Hi Keith,

Regarding multiple/single project(s) and unit tests:

I currently have all tests included within the same single project.
The disadvantage of this however seems to me that all tests classes
(including extra jars only needed for testing (like appengine-
testing.jar)) will also be deployed to GAE. Furthermore, my source
base is growing into a size that it might be better to split off
things into separate projects.

I am not that familiar (anymore) with developing large projects under
eclipse, so I am not sure what a proper way would be to setup multiple
projects in general. But I can't imagine all GAE & GWT undertakings
are done with a single project.

Any suggestions?

thanks in advance,

Rutger

On Mar 22, 9:24 pm, Keith Platfoot <[email protected]> wrote:
> Hi Vlad,
>
> You should be able to develop and debug App Engine applications in Eclipse
> for Java EE in much the same way you would a GWT application, although there
> are a few key differences.  I believe the main difference is that with App
> Engine, you will need to use its included Development Server 
> (http://code.google.com/appengine/docs/java/tools/devserver.html) rather than
> your own app server (Tomcat, Jetty, Glassfish, etc.).  The Development
> Server simulates the runtime environment of Google App Engine, and is
> necessary for testing datastore, login, etc.

◆ ◆ ◆ ◆

**Given instruction 1**:
Condense the paragraph of the message that begins "I currently have all tests" into a short bulleted list that keeps its main facts.
**Given instruction 2**:
Copy the passage of the message from "I currently have" up to and including "a single project.", swapping "eclipse" for "NetBeans".
**Given instruction 3**:
Please summarize the message in three sentences.

◆ ◆ ◆ ◆

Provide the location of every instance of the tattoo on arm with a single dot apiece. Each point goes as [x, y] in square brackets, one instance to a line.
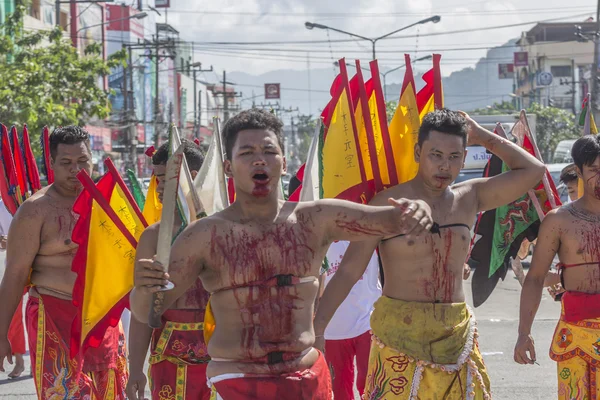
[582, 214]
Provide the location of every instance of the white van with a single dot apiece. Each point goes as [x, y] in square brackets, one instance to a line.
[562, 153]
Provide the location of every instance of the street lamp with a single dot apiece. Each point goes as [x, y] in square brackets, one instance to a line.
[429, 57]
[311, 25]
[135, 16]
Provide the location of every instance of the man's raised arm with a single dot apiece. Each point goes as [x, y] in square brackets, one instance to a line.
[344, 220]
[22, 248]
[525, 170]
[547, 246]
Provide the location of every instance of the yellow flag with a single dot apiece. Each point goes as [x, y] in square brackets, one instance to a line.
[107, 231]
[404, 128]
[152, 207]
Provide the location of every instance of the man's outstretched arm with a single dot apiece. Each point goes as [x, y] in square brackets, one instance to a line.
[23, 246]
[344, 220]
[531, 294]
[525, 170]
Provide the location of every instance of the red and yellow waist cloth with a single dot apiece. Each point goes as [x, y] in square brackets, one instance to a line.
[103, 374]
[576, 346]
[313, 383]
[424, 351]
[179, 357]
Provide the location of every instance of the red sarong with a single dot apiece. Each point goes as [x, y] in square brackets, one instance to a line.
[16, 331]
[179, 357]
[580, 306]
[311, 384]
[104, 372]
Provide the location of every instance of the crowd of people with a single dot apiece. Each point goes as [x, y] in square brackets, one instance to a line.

◆ ◆ ◆ ◆

**Exercise output 1**:
- All tests are currently in one single project.
- Drawback: every test class, plus jars needed only for testing such as appengine-testing.jar, also gets deployed to GAE.
- The source base is growing large enough that splitting things into separate projects might be better.

**Exercise output 2**:
I currently have all tests included within the same single project.
The disadvantage of this however seems to me that all tests classes
(including extra jars only needed for testing (like appengine-
testing.jar)) will also be deployed to GAE. Furthermore, my source
base is growing into a size that it might be better to split off
things into separate projects.

I am not that familiar (anymore) with developing large projects under
NetBeans, so I am not sure what a proper way would be to setup multiple
projects in general. But I can't imagine all GAE & GWT undertakings
are done with a single project.

**Exercise output 3**:
Rutger keeps all his tests in a single project, which means test classes and test-only jars get deployed to GAE, and his growing source base may be better split into separate projects. Unsure how to set up multiple projects in Eclipse, he asks Keith for suggestions. The quoted earlier reply from Keith tells Vlad that App Engine applications can be developed and debugged in Eclipse much like GWT ones, except that App Engine's own Development Server must be used instead of one's own app server.